Point placement records:
- - - -

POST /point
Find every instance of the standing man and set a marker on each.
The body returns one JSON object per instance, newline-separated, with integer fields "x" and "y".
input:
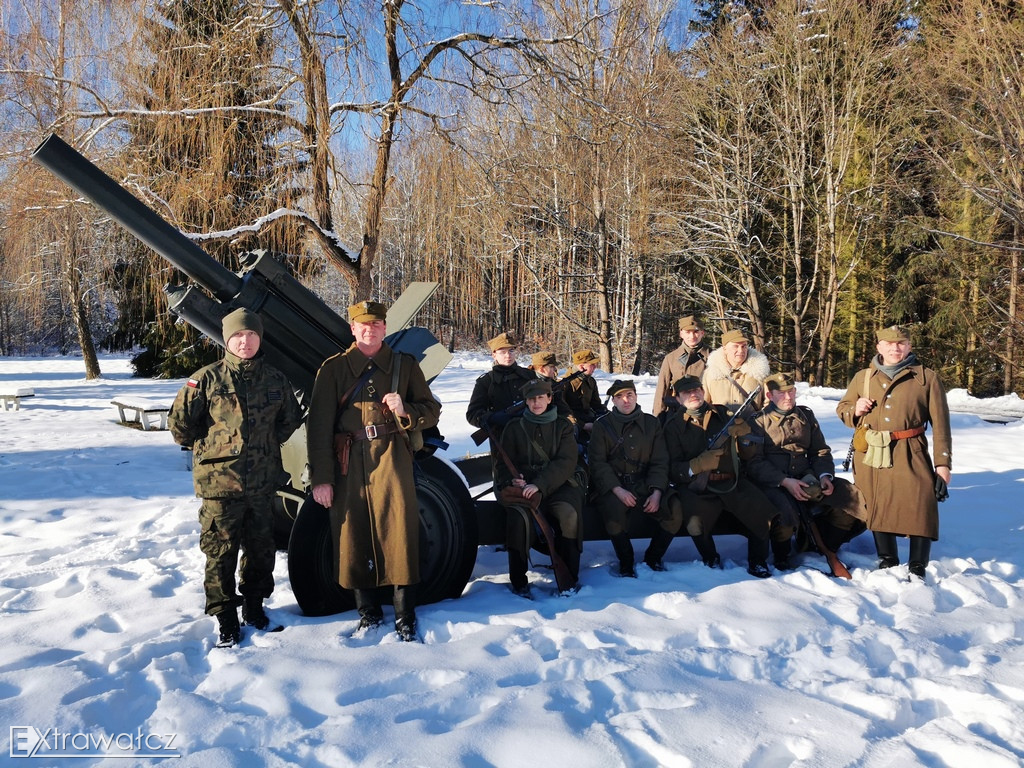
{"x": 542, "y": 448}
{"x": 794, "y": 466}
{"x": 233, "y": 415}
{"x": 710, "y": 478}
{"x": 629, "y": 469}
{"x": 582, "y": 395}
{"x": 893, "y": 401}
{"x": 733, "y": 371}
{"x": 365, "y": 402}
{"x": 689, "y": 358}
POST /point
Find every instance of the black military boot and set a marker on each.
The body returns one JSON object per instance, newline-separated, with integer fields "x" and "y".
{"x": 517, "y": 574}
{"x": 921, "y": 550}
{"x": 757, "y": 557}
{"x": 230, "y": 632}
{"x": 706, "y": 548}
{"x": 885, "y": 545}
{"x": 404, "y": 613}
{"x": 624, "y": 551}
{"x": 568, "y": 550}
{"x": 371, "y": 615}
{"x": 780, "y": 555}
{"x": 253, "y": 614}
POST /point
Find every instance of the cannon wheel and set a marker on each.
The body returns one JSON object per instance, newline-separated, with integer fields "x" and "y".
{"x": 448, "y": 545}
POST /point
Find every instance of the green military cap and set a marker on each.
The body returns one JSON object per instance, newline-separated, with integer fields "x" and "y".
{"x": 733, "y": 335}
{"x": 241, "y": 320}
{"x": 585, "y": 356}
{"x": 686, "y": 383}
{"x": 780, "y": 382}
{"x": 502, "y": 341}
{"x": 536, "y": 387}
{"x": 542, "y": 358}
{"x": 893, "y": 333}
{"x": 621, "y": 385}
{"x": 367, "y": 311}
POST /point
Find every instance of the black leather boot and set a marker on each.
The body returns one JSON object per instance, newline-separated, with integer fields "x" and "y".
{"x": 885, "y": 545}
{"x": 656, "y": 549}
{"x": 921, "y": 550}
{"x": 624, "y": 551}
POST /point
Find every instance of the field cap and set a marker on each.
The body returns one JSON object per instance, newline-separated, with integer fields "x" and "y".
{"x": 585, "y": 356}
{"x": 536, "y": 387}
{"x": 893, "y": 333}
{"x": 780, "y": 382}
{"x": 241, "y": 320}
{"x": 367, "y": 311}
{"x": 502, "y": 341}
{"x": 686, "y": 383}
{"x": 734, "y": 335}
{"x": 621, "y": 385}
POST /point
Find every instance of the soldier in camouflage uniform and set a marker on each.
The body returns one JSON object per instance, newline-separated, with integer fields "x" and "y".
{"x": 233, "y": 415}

- - - -

> [Request]:
Pictures excluded, quote all the data above exactly.

> [Exercise result]:
POST /point
Find every instance of the standing man and set a marker on each.
The body returns one JSON object per instance, newline-separated, with integer fields "x" and "y".
input:
{"x": 542, "y": 448}
{"x": 794, "y": 466}
{"x": 233, "y": 415}
{"x": 710, "y": 478}
{"x": 629, "y": 469}
{"x": 582, "y": 395}
{"x": 893, "y": 401}
{"x": 733, "y": 371}
{"x": 365, "y": 402}
{"x": 689, "y": 358}
POST /point
Find every instance of the black military boot and set a marker on each.
The body returns one JSON object per instance, newline-separated, with integer fields "x" and "y".
{"x": 517, "y": 574}
{"x": 921, "y": 550}
{"x": 757, "y": 557}
{"x": 230, "y": 632}
{"x": 706, "y": 548}
{"x": 885, "y": 545}
{"x": 404, "y": 613}
{"x": 624, "y": 551}
{"x": 568, "y": 550}
{"x": 371, "y": 615}
{"x": 780, "y": 555}
{"x": 253, "y": 614}
POST /point
Find every instance of the cannon wheel and set a marker on each.
The body returns one JSON object per instance, newline-separated, with integer fields "x" and "y".
{"x": 448, "y": 545}
POST /point
Find every instance of the green military cap and set a marker on each.
The body returns one JSON object per instance, newline-separated, with integer fields "x" and "y".
{"x": 733, "y": 335}
{"x": 241, "y": 320}
{"x": 585, "y": 356}
{"x": 686, "y": 383}
{"x": 780, "y": 382}
{"x": 502, "y": 341}
{"x": 536, "y": 387}
{"x": 542, "y": 358}
{"x": 893, "y": 333}
{"x": 621, "y": 385}
{"x": 367, "y": 311}
POST /point
Find every instance of the black leather boot and set a marker on each.
The body returns one JSON object per instance, newline-separated, with integer fields "x" and "y".
{"x": 885, "y": 545}
{"x": 656, "y": 549}
{"x": 921, "y": 550}
{"x": 624, "y": 551}
POST /point
Find every instance of the field cap and set a marker on each.
The body returns one JSON object per instance, newline-separated, with integer fields "x" and "y".
{"x": 585, "y": 356}
{"x": 536, "y": 387}
{"x": 893, "y": 333}
{"x": 780, "y": 382}
{"x": 241, "y": 320}
{"x": 367, "y": 311}
{"x": 502, "y": 341}
{"x": 686, "y": 383}
{"x": 734, "y": 335}
{"x": 621, "y": 385}
POST /point
Find every instance of the soldier in camouflage uniform and set a marker on each.
The body returns one JSON object per instance, newline-separated, with integer fields "x" and "y".
{"x": 233, "y": 415}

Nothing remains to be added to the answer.